● Required task: State how many lines in the records below contain the string "chimney", treating uppercase and lowercase as distinct. Give only the number.

● Data provided:
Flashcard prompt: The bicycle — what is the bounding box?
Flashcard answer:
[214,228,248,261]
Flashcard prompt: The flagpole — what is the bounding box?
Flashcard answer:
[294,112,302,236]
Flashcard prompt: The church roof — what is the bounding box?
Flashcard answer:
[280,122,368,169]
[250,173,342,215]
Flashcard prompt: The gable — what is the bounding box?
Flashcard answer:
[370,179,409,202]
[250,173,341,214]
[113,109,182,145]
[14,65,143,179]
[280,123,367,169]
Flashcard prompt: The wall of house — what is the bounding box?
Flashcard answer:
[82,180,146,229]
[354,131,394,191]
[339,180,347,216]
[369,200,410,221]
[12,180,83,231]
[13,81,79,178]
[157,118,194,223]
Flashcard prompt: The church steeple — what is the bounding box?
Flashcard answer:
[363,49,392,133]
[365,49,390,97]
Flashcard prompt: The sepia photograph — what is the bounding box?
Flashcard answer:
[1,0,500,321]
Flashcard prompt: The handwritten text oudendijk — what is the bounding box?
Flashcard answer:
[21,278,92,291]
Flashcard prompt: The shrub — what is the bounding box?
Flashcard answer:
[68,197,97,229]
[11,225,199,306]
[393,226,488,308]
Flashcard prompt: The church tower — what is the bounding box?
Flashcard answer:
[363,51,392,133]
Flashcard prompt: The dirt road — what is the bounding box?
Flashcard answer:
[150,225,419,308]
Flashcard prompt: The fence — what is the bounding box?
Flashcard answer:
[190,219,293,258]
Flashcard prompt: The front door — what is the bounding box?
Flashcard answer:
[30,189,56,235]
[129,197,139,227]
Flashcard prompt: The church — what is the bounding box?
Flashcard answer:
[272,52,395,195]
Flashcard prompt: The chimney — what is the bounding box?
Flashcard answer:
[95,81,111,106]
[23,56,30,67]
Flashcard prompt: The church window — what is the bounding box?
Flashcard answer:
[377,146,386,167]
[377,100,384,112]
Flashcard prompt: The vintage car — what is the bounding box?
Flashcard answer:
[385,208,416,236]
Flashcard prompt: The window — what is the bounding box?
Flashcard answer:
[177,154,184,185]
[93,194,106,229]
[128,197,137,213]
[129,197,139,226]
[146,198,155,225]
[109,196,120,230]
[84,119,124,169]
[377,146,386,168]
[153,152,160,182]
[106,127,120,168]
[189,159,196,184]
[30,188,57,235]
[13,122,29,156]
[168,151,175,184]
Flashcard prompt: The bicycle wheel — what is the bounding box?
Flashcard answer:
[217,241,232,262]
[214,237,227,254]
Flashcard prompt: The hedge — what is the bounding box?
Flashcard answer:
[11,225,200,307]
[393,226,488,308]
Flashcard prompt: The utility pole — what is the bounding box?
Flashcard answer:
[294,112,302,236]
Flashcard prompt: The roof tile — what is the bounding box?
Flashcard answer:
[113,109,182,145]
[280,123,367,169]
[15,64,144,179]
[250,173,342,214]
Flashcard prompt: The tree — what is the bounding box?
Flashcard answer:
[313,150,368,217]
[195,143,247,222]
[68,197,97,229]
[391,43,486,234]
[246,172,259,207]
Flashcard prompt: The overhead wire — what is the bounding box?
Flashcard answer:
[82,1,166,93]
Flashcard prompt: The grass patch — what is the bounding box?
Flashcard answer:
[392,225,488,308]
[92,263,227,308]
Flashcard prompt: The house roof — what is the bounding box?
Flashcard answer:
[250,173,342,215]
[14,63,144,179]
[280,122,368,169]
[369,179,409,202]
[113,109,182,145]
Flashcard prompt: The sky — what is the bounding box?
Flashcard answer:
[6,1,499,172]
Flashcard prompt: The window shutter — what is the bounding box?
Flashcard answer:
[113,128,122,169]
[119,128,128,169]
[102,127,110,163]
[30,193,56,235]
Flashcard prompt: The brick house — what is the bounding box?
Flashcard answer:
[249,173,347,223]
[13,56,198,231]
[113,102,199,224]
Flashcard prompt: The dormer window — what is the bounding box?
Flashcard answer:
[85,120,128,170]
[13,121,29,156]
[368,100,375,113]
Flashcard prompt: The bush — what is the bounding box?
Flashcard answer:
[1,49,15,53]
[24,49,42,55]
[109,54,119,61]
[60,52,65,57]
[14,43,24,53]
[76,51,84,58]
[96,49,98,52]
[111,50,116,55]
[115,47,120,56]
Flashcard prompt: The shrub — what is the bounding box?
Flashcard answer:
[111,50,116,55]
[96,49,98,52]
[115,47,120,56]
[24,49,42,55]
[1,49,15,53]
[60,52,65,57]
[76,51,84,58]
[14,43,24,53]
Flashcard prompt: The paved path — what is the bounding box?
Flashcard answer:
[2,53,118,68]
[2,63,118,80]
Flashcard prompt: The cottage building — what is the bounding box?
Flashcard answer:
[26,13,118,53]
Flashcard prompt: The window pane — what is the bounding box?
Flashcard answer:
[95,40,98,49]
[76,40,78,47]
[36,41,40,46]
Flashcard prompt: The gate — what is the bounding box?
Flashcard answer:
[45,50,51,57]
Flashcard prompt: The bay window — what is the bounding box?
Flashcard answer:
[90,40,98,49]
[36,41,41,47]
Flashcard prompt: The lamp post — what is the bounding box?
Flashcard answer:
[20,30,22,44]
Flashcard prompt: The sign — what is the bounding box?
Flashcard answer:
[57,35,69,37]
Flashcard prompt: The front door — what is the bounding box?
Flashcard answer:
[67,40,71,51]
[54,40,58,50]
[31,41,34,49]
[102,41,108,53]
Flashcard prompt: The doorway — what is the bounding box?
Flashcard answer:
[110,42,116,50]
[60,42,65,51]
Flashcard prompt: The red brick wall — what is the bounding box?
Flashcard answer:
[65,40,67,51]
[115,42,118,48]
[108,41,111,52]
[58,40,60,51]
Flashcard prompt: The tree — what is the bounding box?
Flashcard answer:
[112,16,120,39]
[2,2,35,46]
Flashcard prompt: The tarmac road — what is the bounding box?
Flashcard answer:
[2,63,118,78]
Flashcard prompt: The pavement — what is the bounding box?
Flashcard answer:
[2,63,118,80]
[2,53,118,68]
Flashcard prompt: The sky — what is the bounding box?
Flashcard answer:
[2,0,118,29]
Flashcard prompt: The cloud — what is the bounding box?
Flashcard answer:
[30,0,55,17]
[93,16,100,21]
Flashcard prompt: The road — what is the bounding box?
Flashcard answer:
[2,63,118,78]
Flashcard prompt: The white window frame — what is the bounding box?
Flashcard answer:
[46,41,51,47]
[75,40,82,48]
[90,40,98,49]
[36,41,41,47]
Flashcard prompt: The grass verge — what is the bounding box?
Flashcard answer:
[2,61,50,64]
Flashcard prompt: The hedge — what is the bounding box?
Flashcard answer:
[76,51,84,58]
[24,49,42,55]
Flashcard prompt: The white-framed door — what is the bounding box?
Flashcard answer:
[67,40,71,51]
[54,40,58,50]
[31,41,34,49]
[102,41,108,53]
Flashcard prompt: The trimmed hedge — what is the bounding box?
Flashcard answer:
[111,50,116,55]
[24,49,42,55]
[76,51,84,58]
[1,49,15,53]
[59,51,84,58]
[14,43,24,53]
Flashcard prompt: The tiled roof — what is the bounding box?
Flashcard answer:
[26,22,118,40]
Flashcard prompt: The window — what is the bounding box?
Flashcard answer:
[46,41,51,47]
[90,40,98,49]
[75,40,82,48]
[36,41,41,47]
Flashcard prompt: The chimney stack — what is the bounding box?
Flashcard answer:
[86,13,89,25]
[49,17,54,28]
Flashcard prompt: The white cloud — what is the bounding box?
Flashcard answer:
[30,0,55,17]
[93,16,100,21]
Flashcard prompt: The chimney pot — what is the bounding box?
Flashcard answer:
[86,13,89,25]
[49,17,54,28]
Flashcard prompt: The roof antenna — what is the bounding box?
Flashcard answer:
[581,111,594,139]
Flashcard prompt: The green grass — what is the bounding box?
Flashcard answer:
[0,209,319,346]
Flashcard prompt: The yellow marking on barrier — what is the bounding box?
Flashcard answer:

● Answer to this exercise: 3